__REQUIRED ACTION__
Once you reach the line containing "Target: cupped hand" in the entries below, write out that line and each one after it down to the line containing "of the human", exactly and with nothing added.

__RECORDS FOR PROCESSING__
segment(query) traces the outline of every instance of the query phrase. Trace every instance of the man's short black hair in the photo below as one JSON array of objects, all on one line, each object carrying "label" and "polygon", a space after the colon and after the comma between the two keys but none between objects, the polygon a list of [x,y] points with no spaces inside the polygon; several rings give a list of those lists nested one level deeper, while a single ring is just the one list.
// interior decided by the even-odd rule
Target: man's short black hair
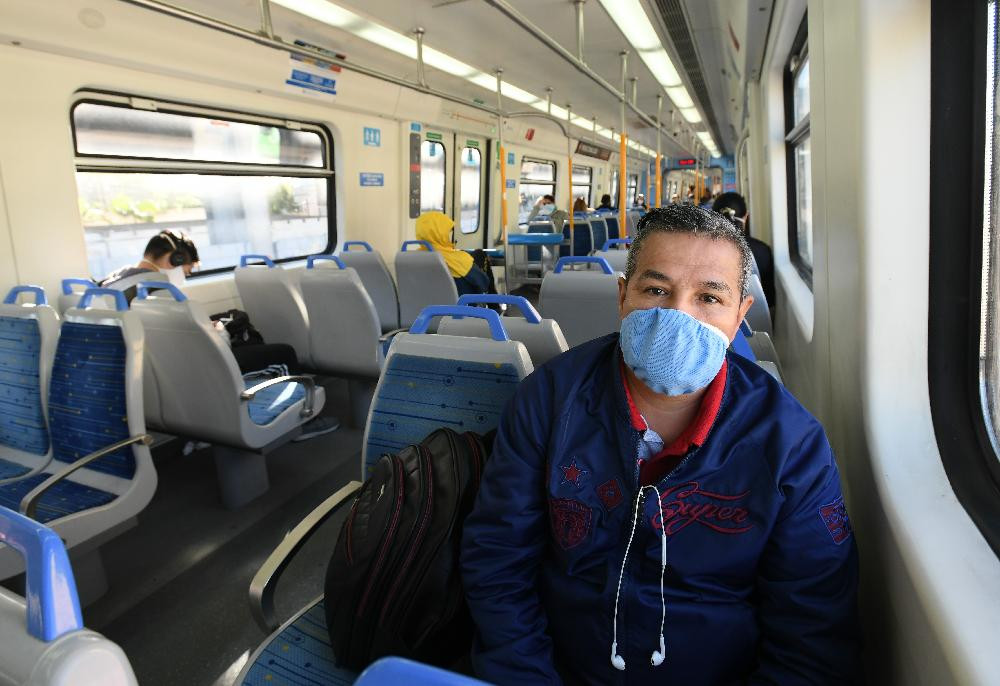
[{"label": "man's short black hair", "polygon": [[602,206],[603,205],[607,205],[607,206],[610,207],[611,206],[611,196],[608,195],[607,193],[605,193],[604,195],[602,195],[601,196],[601,205]]},{"label": "man's short black hair", "polygon": [[639,252],[650,234],[654,233],[690,233],[704,236],[713,241],[727,241],[740,251],[740,296],[747,296],[750,281],[753,253],[743,232],[718,212],[702,209],[694,205],[667,205],[649,210],[639,220],[632,245],[628,249],[628,261],[625,264],[625,280],[628,281],[635,273],[639,263]]},{"label": "man's short black hair", "polygon": [[184,258],[184,264],[200,262],[198,248],[187,234],[176,231],[161,231],[146,243],[145,257],[158,260],[170,253],[179,253]]},{"label": "man's short black hair", "polygon": [[549,202],[555,202],[556,201],[555,196],[548,195],[548,194],[543,195],[542,196],[542,200],[548,200]]},{"label": "man's short black hair", "polygon": [[736,217],[742,219],[747,216],[747,201],[743,199],[743,196],[735,191],[728,191],[723,193],[715,202],[712,203],[712,211],[718,212],[719,214],[725,214],[723,210],[732,210]]}]

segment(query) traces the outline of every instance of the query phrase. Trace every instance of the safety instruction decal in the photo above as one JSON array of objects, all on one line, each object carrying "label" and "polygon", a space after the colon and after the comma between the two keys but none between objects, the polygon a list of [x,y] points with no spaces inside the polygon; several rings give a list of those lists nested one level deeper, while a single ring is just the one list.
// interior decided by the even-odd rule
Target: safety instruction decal
[{"label": "safety instruction decal", "polygon": [[381,172],[361,172],[362,186],[384,186],[385,174]]},{"label": "safety instruction decal", "polygon": [[379,148],[382,146],[382,131],[371,126],[365,127],[364,136],[365,145],[370,145],[373,148]]}]

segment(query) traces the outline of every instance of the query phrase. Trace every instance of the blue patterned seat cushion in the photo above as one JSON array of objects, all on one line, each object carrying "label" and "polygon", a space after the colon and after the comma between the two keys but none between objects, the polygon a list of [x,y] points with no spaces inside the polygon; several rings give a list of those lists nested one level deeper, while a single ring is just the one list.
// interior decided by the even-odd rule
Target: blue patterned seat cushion
[{"label": "blue patterned seat cushion", "polygon": [[49,451],[38,380],[41,347],[37,321],[0,317],[0,444],[35,455]]},{"label": "blue patterned seat cushion", "polygon": [[370,470],[384,453],[419,443],[443,426],[486,433],[520,379],[510,364],[393,355],[383,372],[368,428]]},{"label": "blue patterned seat cushion", "polygon": [[[244,379],[244,388],[256,386],[266,379]],[[300,383],[289,381],[265,388],[247,403],[250,421],[254,424],[270,424],[278,415],[306,397],[306,389]]]},{"label": "blue patterned seat cushion", "polygon": [[[0,486],[0,505],[9,507],[16,512],[21,505],[21,499],[50,476],[52,475],[35,474],[27,479]],[[114,493],[63,479],[42,496],[38,503],[35,519],[42,523],[51,522],[53,519],[65,517],[74,512],[82,512],[93,507],[106,505],[115,497]]]},{"label": "blue patterned seat cushion", "polygon": [[[125,404],[125,340],[117,326],[63,322],[49,387],[52,457],[79,458],[129,436]],[[86,469],[131,479],[131,446]]]},{"label": "blue patterned seat cushion", "polygon": [[358,675],[334,664],[326,611],[320,601],[303,612],[257,656],[242,686],[349,686]]},{"label": "blue patterned seat cushion", "polygon": [[27,474],[30,471],[31,468],[25,467],[23,464],[0,459],[0,479],[10,479],[15,476]]}]

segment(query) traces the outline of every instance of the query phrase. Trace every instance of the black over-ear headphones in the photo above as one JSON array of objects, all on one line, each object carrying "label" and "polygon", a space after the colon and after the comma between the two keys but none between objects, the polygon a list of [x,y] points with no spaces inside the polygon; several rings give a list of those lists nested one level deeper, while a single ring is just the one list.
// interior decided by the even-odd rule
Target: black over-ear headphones
[{"label": "black over-ear headphones", "polygon": [[175,236],[172,231],[161,231],[160,235],[170,244],[170,266],[182,267],[187,264],[189,259],[187,250],[181,252],[181,248],[179,247],[182,239],[179,236]]}]

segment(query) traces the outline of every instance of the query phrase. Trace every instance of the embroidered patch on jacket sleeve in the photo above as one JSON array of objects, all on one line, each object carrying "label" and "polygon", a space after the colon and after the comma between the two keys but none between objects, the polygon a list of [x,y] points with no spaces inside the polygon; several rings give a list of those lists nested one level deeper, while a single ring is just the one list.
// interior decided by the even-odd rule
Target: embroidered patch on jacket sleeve
[{"label": "embroidered patch on jacket sleeve", "polygon": [[843,498],[819,508],[819,516],[837,545],[851,537],[851,521],[847,518],[847,507]]},{"label": "embroidered patch on jacket sleeve", "polygon": [[604,504],[604,509],[608,512],[618,507],[622,502],[622,489],[618,485],[618,479],[605,481],[597,487],[597,497]]},{"label": "embroidered patch on jacket sleeve", "polygon": [[579,500],[570,498],[549,499],[549,522],[552,537],[563,550],[575,548],[590,533],[592,512]]}]

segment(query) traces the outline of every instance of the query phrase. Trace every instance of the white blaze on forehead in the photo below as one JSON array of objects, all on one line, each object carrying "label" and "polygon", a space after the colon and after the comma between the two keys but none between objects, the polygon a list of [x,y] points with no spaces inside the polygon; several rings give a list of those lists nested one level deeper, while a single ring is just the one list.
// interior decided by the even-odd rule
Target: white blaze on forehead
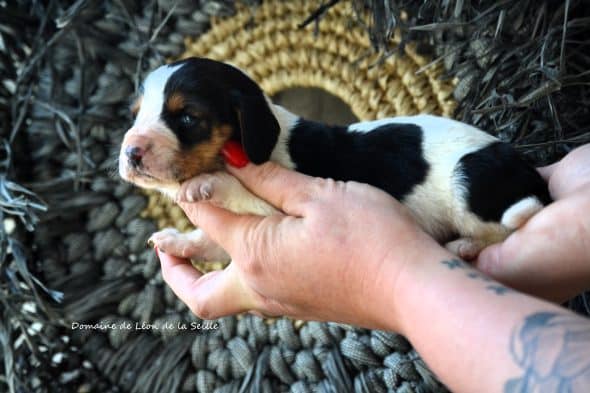
[{"label": "white blaze on forehead", "polygon": [[149,124],[160,120],[164,107],[164,88],[170,76],[184,64],[174,66],[163,65],[152,71],[143,83],[143,97],[135,124]]}]

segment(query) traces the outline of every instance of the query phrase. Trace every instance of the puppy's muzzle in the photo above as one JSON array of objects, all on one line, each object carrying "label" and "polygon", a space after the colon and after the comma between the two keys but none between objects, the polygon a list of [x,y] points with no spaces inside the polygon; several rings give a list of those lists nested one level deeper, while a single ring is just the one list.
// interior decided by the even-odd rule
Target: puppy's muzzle
[{"label": "puppy's muzzle", "polygon": [[127,156],[127,162],[132,168],[139,168],[141,166],[141,160],[145,150],[138,146],[128,146],[125,148],[125,156]]},{"label": "puppy's muzzle", "polygon": [[[132,129],[133,130],[133,129]],[[153,145],[152,138],[128,131],[123,139],[121,158],[131,169],[139,169],[146,164],[146,156]]]}]

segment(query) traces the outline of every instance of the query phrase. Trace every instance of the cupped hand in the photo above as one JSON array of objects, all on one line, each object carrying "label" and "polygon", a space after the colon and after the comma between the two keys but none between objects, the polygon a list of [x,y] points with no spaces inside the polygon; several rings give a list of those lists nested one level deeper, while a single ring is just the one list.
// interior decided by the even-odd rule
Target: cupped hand
[{"label": "cupped hand", "polygon": [[590,288],[590,145],[539,172],[554,202],[475,263],[515,289],[563,302]]},{"label": "cupped hand", "polygon": [[251,311],[383,328],[376,315],[395,314],[392,297],[404,266],[439,248],[400,203],[371,186],[312,178],[273,163],[230,171],[284,214],[236,215],[207,202],[181,204],[232,257],[224,270],[201,274],[188,261],[160,253],[165,281],[200,317]]}]

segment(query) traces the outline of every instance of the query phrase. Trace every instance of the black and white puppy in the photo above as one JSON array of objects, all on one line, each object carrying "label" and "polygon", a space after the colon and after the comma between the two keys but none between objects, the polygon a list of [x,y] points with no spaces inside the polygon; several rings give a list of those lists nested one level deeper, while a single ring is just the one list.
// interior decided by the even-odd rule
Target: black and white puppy
[{"label": "black and white puppy", "polygon": [[[503,240],[550,202],[547,185],[506,143],[467,124],[419,115],[328,126],[273,105],[239,69],[190,58],[153,71],[119,157],[123,179],[172,198],[210,199],[238,213],[275,209],[223,171],[239,142],[255,164],[354,180],[388,192],[422,228],[463,258]],[[199,176],[200,175],[200,176]],[[181,183],[186,180],[181,188]],[[171,254],[227,259],[201,230],[151,240]]]}]

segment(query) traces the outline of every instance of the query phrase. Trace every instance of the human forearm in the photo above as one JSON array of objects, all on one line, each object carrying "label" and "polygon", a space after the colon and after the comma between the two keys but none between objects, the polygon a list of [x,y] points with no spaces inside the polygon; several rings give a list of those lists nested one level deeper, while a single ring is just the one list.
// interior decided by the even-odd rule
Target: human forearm
[{"label": "human forearm", "polygon": [[[575,325],[576,350],[590,354],[590,321],[512,291],[442,248],[421,254],[398,278],[394,328],[451,390],[528,391],[510,388],[525,377],[530,390],[571,382],[558,371],[567,368],[559,362],[568,333]],[[590,378],[590,369],[576,378],[584,372]]]}]

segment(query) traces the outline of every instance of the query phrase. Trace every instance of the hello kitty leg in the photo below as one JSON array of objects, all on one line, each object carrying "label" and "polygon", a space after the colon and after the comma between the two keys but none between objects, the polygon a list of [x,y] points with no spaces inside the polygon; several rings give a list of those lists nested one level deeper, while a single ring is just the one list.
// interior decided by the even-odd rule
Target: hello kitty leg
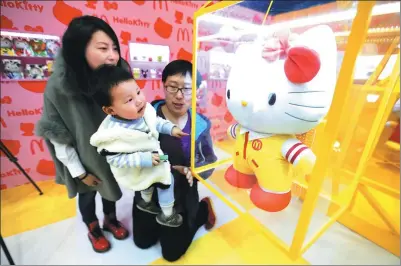
[{"label": "hello kitty leg", "polygon": [[290,204],[291,191],[275,193],[255,184],[251,190],[251,201],[256,207],[264,211],[279,212]]},{"label": "hello kitty leg", "polygon": [[233,165],[227,169],[224,178],[230,185],[237,188],[252,188],[257,182],[255,175],[243,174],[235,170]]}]

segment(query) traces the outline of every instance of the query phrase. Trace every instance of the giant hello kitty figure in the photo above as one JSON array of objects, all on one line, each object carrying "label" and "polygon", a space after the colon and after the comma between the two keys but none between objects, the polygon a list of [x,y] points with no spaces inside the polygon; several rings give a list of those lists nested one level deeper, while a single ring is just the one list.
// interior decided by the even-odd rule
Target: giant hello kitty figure
[{"label": "giant hello kitty figure", "polygon": [[336,61],[335,36],[324,25],[238,47],[226,88],[227,107],[238,124],[228,129],[236,144],[225,179],[251,189],[256,207],[285,209],[293,171],[311,173],[316,157],[295,135],[313,129],[327,114]]}]

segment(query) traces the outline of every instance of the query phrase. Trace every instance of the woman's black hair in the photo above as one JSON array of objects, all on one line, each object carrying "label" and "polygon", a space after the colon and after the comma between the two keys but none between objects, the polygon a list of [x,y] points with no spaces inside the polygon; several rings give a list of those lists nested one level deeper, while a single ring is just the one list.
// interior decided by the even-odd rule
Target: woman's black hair
[{"label": "woman's black hair", "polygon": [[117,66],[121,67],[121,51],[118,38],[114,30],[104,20],[94,16],[74,18],[68,25],[62,38],[62,56],[66,62],[66,78],[77,82],[77,87],[71,86],[74,94],[90,96],[89,78],[92,69],[86,60],[86,47],[93,34],[103,31],[116,45],[120,59]]}]

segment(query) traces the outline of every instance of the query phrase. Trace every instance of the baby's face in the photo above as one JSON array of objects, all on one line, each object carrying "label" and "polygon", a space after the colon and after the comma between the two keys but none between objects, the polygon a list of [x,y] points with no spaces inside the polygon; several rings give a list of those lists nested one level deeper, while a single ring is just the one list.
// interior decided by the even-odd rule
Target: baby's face
[{"label": "baby's face", "polygon": [[106,113],[123,119],[134,120],[145,113],[145,94],[135,80],[120,83],[111,90],[112,105]]}]

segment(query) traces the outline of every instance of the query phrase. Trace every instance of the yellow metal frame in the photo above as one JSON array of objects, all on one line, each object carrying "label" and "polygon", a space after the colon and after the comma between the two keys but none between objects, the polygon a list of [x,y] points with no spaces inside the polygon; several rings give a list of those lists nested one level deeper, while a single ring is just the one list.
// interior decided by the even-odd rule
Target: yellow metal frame
[{"label": "yellow metal frame", "polygon": [[[214,12],[229,6],[235,5],[242,1],[222,1],[215,3],[209,7],[205,7],[206,4],[194,13],[193,24],[193,73],[197,71],[197,54],[198,54],[198,38],[197,38],[197,22],[198,18],[210,12]],[[272,4],[273,0],[270,3]],[[331,219],[322,226],[322,228],[314,235],[314,237],[304,246],[306,233],[309,228],[309,224],[314,212],[316,202],[319,197],[319,192],[322,187],[322,183],[325,177],[326,169],[328,166],[329,153],[332,150],[335,137],[337,136],[339,121],[342,115],[342,109],[345,100],[349,96],[349,88],[353,81],[353,73],[355,61],[360,53],[362,46],[365,42],[368,27],[371,19],[371,12],[375,5],[375,1],[361,1],[358,2],[357,14],[353,20],[351,33],[348,39],[348,45],[346,47],[343,64],[339,73],[339,77],[336,84],[336,90],[333,98],[333,103],[330,112],[327,116],[327,124],[324,126],[324,137],[317,138],[314,146],[316,147],[317,161],[314,167],[313,173],[310,178],[309,189],[307,190],[305,201],[302,207],[301,215],[296,227],[296,231],[293,237],[291,246],[286,245],[280,238],[278,238],[269,229],[264,227],[258,220],[251,216],[250,213],[241,210],[233,202],[223,196],[218,190],[214,188],[209,182],[203,180],[199,173],[216,168],[223,164],[226,164],[232,159],[220,160],[213,164],[204,167],[195,167],[195,134],[191,134],[191,171],[194,173],[195,178],[198,179],[203,185],[205,185],[211,192],[213,192],[220,200],[231,207],[240,216],[245,217],[251,225],[260,229],[263,234],[273,241],[282,251],[288,254],[292,259],[299,258],[339,217],[341,217],[348,209],[349,204],[340,208],[336,213],[333,214]],[[269,7],[270,7],[269,6]],[[270,9],[270,8],[269,8]],[[268,14],[265,15],[265,18]],[[192,130],[196,128],[196,75],[192,80]],[[372,140],[371,140],[372,142]],[[364,161],[363,161],[364,162]],[[355,187],[356,189],[356,187]]]}]

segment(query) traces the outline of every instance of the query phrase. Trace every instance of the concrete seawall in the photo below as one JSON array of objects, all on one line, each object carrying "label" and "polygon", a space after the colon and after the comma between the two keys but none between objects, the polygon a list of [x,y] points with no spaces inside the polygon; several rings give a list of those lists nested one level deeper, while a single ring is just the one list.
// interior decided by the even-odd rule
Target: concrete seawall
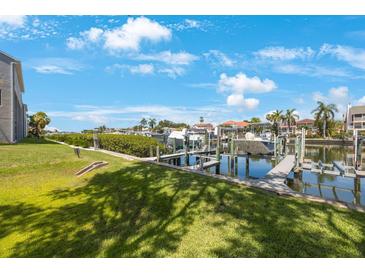
[{"label": "concrete seawall", "polygon": [[[290,144],[294,144],[295,139],[290,139]],[[352,140],[342,140],[342,139],[305,139],[306,145],[327,145],[327,146],[352,146]]]}]

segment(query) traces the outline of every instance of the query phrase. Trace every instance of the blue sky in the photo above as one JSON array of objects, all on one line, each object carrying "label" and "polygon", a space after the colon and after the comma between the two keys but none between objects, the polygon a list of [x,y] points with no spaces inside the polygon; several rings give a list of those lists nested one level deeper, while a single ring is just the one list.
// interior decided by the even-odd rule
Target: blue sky
[{"label": "blue sky", "polygon": [[365,17],[0,16],[30,112],[79,131],[365,104]]}]

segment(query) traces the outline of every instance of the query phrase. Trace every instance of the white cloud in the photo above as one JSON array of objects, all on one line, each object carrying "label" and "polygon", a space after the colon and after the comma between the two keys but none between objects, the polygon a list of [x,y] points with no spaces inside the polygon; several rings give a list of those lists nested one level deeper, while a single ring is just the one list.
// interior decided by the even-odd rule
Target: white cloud
[{"label": "white cloud", "polygon": [[86,37],[91,42],[97,42],[101,35],[103,34],[103,30],[99,28],[90,28],[87,31],[82,33],[82,36]]},{"label": "white cloud", "polygon": [[313,64],[279,64],[273,66],[273,70],[278,73],[284,74],[298,74],[298,75],[306,75],[311,77],[346,77],[346,78],[354,78],[352,74],[350,74],[347,70],[342,68],[328,68],[319,65]]},{"label": "white cloud", "polygon": [[139,65],[126,65],[126,64],[113,64],[105,68],[105,71],[113,73],[120,71],[123,75],[124,71],[129,71],[132,74],[165,74],[170,78],[176,79],[179,76],[185,74],[185,68],[179,66],[156,66],[153,64],[139,64]]},{"label": "white cloud", "polygon": [[358,105],[365,105],[365,96],[363,96],[362,98],[360,98],[359,100],[357,100],[357,104]]},{"label": "white cloud", "polygon": [[248,109],[257,107],[259,100],[255,98],[246,99],[244,97],[245,92],[270,92],[274,89],[276,89],[274,81],[269,79],[261,80],[257,76],[249,78],[243,73],[238,73],[232,77],[222,73],[218,82],[218,91],[230,93],[227,97],[227,105],[246,107]]},{"label": "white cloud", "polygon": [[203,53],[203,56],[209,63],[216,66],[232,67],[235,64],[231,58],[219,50],[210,50],[206,53]]},{"label": "white cloud", "polygon": [[197,29],[201,31],[207,31],[207,27],[209,27],[211,23],[207,20],[204,21],[198,21],[193,19],[185,19],[182,22],[171,24],[169,27],[172,29],[175,29],[177,31],[184,31],[188,29]]},{"label": "white cloud", "polygon": [[235,107],[246,107],[247,109],[254,109],[259,105],[260,101],[255,98],[245,99],[243,94],[233,93],[227,97],[227,105]]},{"label": "white cloud", "polygon": [[163,62],[169,65],[190,65],[199,59],[198,56],[185,51],[173,53],[171,51],[162,51],[155,54],[139,54],[134,57],[136,60]]},{"label": "white cloud", "polygon": [[228,77],[225,73],[220,75],[218,90],[222,92],[244,93],[244,92],[270,92],[276,89],[274,81],[269,79],[261,80],[257,76],[249,78],[240,72],[235,76]]},{"label": "white cloud", "polygon": [[0,25],[8,25],[13,28],[23,27],[27,16],[25,15],[0,15]]},{"label": "white cloud", "polygon": [[138,51],[143,40],[159,42],[171,39],[171,30],[146,17],[128,18],[119,28],[106,30],[104,48],[110,51]]},{"label": "white cloud", "polygon": [[117,121],[138,123],[142,117],[153,117],[158,120],[168,119],[175,122],[196,123],[198,117],[204,116],[207,121],[223,121],[229,118],[229,111],[222,106],[163,106],[140,105],[129,107],[76,105],[74,111],[48,111],[51,118],[63,118],[73,121],[86,121],[96,125]]},{"label": "white cloud", "polygon": [[69,49],[79,50],[85,46],[98,42],[103,34],[100,28],[90,28],[89,30],[80,32],[80,37],[69,37],[66,40],[66,45]]},{"label": "white cloud", "polygon": [[348,93],[349,89],[345,86],[331,88],[329,90],[329,95],[335,99],[346,99],[348,97]]},{"label": "white cloud", "polygon": [[164,73],[168,77],[175,79],[179,76],[183,76],[185,74],[185,69],[182,67],[172,66],[172,67],[161,68],[159,72]]},{"label": "white cloud", "polygon": [[35,16],[0,16],[0,38],[18,41],[55,36],[58,24],[59,20]]},{"label": "white cloud", "polygon": [[139,64],[131,66],[129,70],[133,74],[153,74],[154,66],[152,64]]},{"label": "white cloud", "polygon": [[84,69],[79,62],[69,58],[33,59],[25,64],[42,74],[74,74]]},{"label": "white cloud", "polygon": [[338,60],[344,61],[355,68],[365,69],[365,49],[323,44],[319,55],[326,54],[332,55]]},{"label": "white cloud", "polygon": [[82,49],[87,45],[103,42],[103,48],[111,53],[138,51],[143,41],[159,42],[170,40],[171,30],[146,17],[128,18],[127,22],[113,29],[92,27],[79,33],[78,37],[66,40],[70,49]]},{"label": "white cloud", "polygon": [[327,94],[322,92],[312,93],[313,101],[321,101],[326,104],[335,104],[339,110],[339,117],[346,111],[346,106],[350,103],[349,89],[346,86],[333,87]]},{"label": "white cloud", "polygon": [[307,59],[315,54],[310,47],[307,48],[284,48],[284,47],[267,47],[254,53],[260,58],[269,58],[274,60],[293,60]]},{"label": "white cloud", "polygon": [[313,101],[315,102],[318,102],[318,101],[321,101],[321,102],[324,102],[327,100],[327,97],[325,97],[323,95],[322,92],[319,92],[319,91],[315,91],[312,93],[312,98],[313,98]]},{"label": "white cloud", "polygon": [[81,38],[69,37],[66,40],[66,45],[69,49],[82,49],[85,47],[86,42]]}]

__WRITTEN SOLUTION__
Target: cupped hand
[{"label": "cupped hand", "polygon": [[590,288],[590,145],[539,172],[554,202],[475,263],[515,289],[563,302]]},{"label": "cupped hand", "polygon": [[251,311],[383,328],[376,315],[395,314],[392,297],[404,266],[439,248],[400,203],[371,186],[312,178],[273,163],[230,171],[284,214],[236,215],[207,202],[181,204],[232,257],[224,270],[201,274],[188,261],[160,253],[165,281],[200,317]]}]

segment(query) traces the outline of every instance of the query phrase. Trace every instance of the black and white puppy in the photo above as one JSON array of objects, all on one line, each object carrying "label" and "polygon", a space after the colon and after the comma between the two keys but none between objects, the polygon a list of [x,y] points with no spaces inside the polygon; several rings give a list of those lists nested one level deeper, while a single ring is just the one list.
// interior decided by the even-odd rule
Target: black and white puppy
[{"label": "black and white puppy", "polygon": [[[503,240],[550,202],[547,185],[506,143],[467,124],[419,115],[328,126],[273,105],[239,69],[190,58],[153,71],[119,157],[123,179],[172,198],[210,199],[238,213],[275,209],[223,171],[239,142],[255,164],[354,180],[388,192],[422,228],[463,258]],[[199,176],[200,175],[200,176]],[[181,183],[186,180],[181,188]],[[171,254],[227,259],[201,230],[151,240]]]}]

segment(query) traces the outline of every instance of the query phrase. Trace every instance of the human forearm in the photo above as one JSON array of objects, all on one line, each object carrying "label" and "polygon", a space after the colon and after the comma between the two keys but none between objects, the polygon a list of [x,y] points with no spaces inside the polygon; several rings give a list of those lists nested one level deeper, while a single ring is just the one list.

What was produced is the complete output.